Source excerpt:
Studio album by Francissca Peter
- Released: 2012
- Genre: Pop
- Label: Independent
- Producer: Bibiana Peter

Francissca Peter chronology
| Masih Merindu (2003) | Francissca Peter & Friends – The Love & Hope Album (2012) |  |

= Francissca Peter & Friends – The Love & Hope Album =

Francissca Peter & Friends – The Love & Hope Album is a full studio album from Malaysian award-winning singer and songwriter Francissca Peter, released in 2012.

==Background==
- Francissca Peter & Friends: The Love & Hope Album is produced in collaboration with Petaling Jaya-based Christian humanitarian organisation World Vision Malaysia Bhd (WVM) and launched in conjunction with World Vision's Gift of Hope (GOH) Catalogue, an alternative gift catalogue put together by WVM to help those in need.
- The 12-track album includes songs in Tamil, Mandarin and Temuan (local indigenous language) and features seven solos by Peter and duets with local singers Juwita Suwito, Daniel Lee, Daniel Louis, indigenous singers Ramlan Koyok, Haing Alin and Rudy Malam, and narratives by TV host William Lee and model/beauty queen Deborah Henry.

Extracted records:

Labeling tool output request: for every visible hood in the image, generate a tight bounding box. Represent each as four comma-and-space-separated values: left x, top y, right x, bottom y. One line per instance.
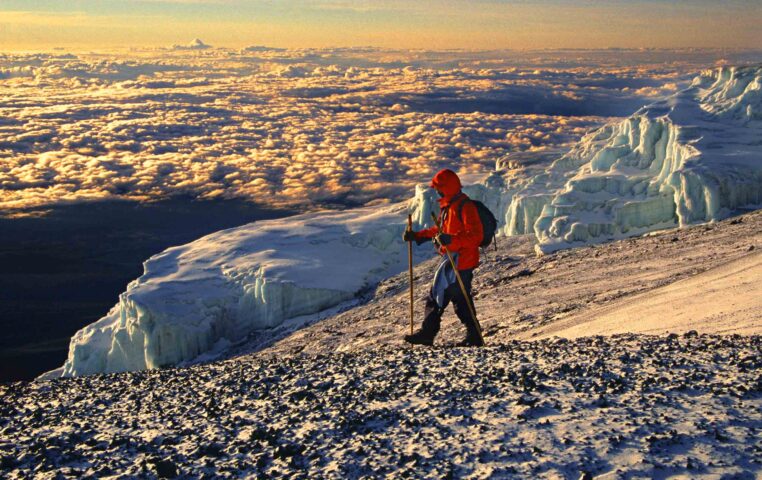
431, 168, 461, 201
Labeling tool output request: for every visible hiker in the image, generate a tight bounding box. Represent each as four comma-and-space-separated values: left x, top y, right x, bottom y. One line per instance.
402, 169, 484, 347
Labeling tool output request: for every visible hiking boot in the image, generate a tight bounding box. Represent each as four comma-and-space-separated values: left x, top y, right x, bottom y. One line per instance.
404, 329, 434, 346
455, 332, 484, 347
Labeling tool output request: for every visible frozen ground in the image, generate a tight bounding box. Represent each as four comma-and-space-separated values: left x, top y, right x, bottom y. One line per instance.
256, 210, 762, 355
0, 333, 762, 479
0, 211, 762, 479
49, 67, 762, 376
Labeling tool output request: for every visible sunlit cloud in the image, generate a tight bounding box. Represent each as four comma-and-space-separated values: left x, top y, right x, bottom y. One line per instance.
0, 47, 748, 211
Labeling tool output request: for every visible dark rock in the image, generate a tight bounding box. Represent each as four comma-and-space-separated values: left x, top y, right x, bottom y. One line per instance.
148, 459, 178, 478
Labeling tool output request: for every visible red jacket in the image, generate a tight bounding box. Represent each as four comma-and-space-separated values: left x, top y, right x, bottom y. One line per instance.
415, 170, 484, 270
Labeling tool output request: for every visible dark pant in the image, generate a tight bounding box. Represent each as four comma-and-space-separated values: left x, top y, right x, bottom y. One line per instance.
422, 269, 476, 339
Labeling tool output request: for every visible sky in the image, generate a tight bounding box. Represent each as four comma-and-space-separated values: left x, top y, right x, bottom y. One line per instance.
0, 0, 762, 51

What you have to do:
Can you summarize the album article in two sentences?

Answer to the exercise:
Francissca Peter & Friends – The Love & Hope Album is a 2012 studio album by Malaysian award-winning singer and songwriter Francissca Peter. It was produced with World Vision Malaysia and launched alongside its Gift of Hope Catalogue, and its 12 tracks include songs in Tamil, Mandarin and Temuan, seven solos by Peter, duets with local and indigenous singers, and narratives by William Lee and Deborah Henry.